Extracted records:
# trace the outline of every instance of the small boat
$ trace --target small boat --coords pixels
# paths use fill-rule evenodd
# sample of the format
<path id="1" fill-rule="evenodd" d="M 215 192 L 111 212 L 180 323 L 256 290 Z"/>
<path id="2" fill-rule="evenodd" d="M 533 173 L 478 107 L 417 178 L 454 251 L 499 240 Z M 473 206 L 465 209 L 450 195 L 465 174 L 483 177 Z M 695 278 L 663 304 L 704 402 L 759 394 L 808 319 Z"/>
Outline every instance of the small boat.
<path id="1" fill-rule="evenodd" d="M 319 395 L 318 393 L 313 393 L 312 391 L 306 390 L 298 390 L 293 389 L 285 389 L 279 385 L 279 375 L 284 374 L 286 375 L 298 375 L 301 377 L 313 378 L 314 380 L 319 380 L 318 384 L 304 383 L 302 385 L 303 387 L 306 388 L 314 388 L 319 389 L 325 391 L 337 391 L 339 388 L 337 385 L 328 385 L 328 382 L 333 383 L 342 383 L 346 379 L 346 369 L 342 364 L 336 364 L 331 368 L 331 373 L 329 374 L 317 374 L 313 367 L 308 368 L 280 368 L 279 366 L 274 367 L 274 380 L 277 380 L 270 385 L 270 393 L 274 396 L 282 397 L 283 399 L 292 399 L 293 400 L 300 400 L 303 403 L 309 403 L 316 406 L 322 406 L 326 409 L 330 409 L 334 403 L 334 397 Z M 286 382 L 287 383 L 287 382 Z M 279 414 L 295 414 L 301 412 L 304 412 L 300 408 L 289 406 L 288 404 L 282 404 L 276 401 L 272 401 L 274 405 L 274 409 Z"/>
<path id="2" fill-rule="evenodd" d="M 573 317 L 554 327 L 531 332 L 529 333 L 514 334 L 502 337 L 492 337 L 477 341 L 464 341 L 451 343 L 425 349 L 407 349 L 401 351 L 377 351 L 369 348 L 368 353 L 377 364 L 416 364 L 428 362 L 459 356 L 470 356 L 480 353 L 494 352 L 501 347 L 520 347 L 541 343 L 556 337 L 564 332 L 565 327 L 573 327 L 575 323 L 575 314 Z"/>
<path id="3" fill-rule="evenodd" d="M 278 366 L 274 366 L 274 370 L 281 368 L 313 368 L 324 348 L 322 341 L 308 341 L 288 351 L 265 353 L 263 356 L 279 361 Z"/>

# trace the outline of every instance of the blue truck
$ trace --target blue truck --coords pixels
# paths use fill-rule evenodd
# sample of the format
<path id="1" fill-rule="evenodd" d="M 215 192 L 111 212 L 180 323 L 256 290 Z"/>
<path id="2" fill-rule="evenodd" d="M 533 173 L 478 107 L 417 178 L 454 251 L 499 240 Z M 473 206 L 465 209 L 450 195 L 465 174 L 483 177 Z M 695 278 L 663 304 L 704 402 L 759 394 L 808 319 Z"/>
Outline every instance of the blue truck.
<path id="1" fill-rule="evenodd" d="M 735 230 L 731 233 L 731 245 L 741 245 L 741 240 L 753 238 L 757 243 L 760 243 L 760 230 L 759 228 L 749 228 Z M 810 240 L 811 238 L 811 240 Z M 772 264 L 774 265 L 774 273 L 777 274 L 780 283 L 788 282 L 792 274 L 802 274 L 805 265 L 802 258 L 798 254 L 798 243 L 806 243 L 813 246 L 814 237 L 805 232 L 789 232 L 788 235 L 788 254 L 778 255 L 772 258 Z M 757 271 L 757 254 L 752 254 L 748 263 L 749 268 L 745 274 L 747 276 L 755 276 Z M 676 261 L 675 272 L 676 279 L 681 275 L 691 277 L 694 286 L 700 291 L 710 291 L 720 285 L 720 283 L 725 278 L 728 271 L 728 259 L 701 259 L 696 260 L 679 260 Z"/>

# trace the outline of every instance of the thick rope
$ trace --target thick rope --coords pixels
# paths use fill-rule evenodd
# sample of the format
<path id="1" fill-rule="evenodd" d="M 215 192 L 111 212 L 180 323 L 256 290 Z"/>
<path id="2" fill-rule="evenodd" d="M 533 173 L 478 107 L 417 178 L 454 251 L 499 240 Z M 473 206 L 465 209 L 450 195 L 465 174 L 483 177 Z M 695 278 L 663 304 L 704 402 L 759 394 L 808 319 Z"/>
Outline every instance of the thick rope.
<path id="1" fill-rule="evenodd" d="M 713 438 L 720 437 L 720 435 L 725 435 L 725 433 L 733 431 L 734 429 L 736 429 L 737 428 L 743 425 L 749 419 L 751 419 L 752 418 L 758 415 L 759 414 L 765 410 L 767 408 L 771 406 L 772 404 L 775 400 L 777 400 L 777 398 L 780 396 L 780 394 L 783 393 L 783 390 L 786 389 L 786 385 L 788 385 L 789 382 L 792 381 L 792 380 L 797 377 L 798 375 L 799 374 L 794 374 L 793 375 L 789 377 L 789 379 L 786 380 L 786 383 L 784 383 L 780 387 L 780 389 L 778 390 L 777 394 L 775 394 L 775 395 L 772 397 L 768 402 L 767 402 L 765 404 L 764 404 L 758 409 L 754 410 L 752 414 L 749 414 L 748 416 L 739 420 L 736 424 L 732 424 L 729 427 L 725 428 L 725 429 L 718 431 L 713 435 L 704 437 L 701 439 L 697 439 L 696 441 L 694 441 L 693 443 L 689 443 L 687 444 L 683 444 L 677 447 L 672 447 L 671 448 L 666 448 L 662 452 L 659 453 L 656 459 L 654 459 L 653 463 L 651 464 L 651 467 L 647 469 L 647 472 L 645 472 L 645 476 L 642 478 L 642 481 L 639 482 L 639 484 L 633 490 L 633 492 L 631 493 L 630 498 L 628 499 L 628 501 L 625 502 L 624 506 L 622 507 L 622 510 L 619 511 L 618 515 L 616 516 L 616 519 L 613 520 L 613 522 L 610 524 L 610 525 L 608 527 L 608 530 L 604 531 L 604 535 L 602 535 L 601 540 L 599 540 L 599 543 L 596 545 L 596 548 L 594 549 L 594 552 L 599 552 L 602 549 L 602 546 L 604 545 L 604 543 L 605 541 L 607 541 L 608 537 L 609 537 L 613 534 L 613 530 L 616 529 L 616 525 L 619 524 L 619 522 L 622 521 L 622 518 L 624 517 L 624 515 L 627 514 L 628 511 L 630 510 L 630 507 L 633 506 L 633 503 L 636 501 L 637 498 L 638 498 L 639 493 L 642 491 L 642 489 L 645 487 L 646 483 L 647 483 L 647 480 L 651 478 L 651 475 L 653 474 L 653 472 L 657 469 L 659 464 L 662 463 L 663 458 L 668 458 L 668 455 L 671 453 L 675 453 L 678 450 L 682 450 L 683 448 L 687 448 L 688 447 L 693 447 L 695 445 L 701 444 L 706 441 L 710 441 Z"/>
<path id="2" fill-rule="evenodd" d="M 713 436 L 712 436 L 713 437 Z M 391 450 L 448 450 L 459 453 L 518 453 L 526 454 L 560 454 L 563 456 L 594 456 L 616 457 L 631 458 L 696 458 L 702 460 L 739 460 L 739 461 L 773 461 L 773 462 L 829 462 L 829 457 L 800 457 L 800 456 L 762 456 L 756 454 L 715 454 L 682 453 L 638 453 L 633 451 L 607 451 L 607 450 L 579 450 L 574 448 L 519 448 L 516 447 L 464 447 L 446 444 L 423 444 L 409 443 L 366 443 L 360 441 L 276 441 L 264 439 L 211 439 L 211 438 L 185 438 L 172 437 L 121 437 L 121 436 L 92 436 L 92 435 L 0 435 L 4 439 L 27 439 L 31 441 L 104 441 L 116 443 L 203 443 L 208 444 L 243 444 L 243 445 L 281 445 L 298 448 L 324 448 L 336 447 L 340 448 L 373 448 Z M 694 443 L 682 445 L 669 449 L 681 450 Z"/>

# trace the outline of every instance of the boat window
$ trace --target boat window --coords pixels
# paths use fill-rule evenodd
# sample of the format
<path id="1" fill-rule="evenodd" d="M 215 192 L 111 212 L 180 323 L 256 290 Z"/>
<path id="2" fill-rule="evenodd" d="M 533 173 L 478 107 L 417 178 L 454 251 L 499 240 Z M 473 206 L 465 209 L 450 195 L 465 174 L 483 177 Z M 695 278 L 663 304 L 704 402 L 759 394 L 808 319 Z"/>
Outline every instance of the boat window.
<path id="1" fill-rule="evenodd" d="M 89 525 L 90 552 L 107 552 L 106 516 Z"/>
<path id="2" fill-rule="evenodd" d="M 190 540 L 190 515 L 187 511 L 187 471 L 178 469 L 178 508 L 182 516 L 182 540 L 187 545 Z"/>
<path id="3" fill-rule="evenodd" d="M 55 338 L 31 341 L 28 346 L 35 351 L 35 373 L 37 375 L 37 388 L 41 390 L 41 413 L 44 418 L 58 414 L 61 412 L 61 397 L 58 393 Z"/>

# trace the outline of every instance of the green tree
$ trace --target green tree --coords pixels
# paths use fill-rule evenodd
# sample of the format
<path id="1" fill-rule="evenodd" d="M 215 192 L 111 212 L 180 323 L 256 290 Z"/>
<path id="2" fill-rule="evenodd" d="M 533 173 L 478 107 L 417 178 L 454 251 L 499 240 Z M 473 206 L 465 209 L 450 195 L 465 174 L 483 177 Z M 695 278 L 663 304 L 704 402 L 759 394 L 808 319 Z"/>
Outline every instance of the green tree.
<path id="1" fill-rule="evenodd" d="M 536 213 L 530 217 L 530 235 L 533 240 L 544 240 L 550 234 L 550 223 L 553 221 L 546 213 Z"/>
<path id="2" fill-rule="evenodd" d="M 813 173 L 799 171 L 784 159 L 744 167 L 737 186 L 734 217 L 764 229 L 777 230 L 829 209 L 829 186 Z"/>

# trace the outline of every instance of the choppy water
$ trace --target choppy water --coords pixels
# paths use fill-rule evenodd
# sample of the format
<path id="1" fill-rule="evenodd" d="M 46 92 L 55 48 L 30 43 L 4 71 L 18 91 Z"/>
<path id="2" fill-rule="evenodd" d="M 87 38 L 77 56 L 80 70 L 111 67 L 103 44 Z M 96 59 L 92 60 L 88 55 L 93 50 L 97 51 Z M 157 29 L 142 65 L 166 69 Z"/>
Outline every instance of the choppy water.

- GOAL
Give the lines of the records as a numbered list, beginning at the first line and stopping after the line that contains "278 366 L 274". Leave out blank lines.

- RESPONSE BELOW
1. # trace the outline of every instance of the small boat
2. $ trace --target small boat --coords pixels
3. # paths use fill-rule evenodd
4. # sample of the format
5. <path id="1" fill-rule="evenodd" d="M 215 192 L 111 212 L 180 323 L 256 290 Z"/>
6. <path id="2" fill-rule="evenodd" d="M 533 173 L 478 107 L 417 178 L 454 251 L 499 240 Z M 473 206 L 465 209 L 450 195 L 465 174 L 483 177 Z M 695 278 L 663 304 L 704 402 L 759 394 L 808 319 Z"/>
7. Outline every instance of the small boat.
8. <path id="1" fill-rule="evenodd" d="M 319 395 L 318 393 L 313 393 L 312 391 L 306 390 L 298 390 L 293 389 L 285 389 L 279 385 L 279 375 L 284 374 L 286 375 L 298 375 L 301 377 L 313 378 L 314 380 L 319 380 L 318 384 L 304 383 L 302 385 L 303 387 L 306 388 L 314 388 L 319 389 L 325 391 L 337 391 L 339 388 L 337 385 L 328 385 L 328 382 L 333 383 L 342 383 L 346 379 L 346 369 L 342 364 L 336 364 L 331 368 L 331 373 L 329 374 L 317 374 L 313 367 L 308 368 L 280 368 L 279 366 L 274 367 L 274 380 L 277 380 L 270 385 L 270 393 L 274 396 L 282 397 L 283 399 L 292 399 L 293 400 L 300 400 L 303 403 L 309 403 L 316 406 L 322 406 L 326 409 L 330 409 L 334 403 L 334 397 Z M 286 382 L 287 383 L 287 382 Z M 279 414 L 295 414 L 301 412 L 304 412 L 300 408 L 289 406 L 288 404 L 282 404 L 276 401 L 272 401 L 274 405 L 274 409 Z"/>
9. <path id="2" fill-rule="evenodd" d="M 573 317 L 554 327 L 531 332 L 529 333 L 514 334 L 502 337 L 492 337 L 477 341 L 464 341 L 451 343 L 425 349 L 407 349 L 401 351 L 377 351 L 369 348 L 368 353 L 377 364 L 416 364 L 428 362 L 459 356 L 470 356 L 480 353 L 494 352 L 501 347 L 520 347 L 541 343 L 556 337 L 564 332 L 565 327 L 573 327 L 575 323 L 575 314 Z"/>
10. <path id="3" fill-rule="evenodd" d="M 278 366 L 274 366 L 274 370 L 281 368 L 313 368 L 324 348 L 322 341 L 308 341 L 288 351 L 265 353 L 263 356 L 279 361 Z"/>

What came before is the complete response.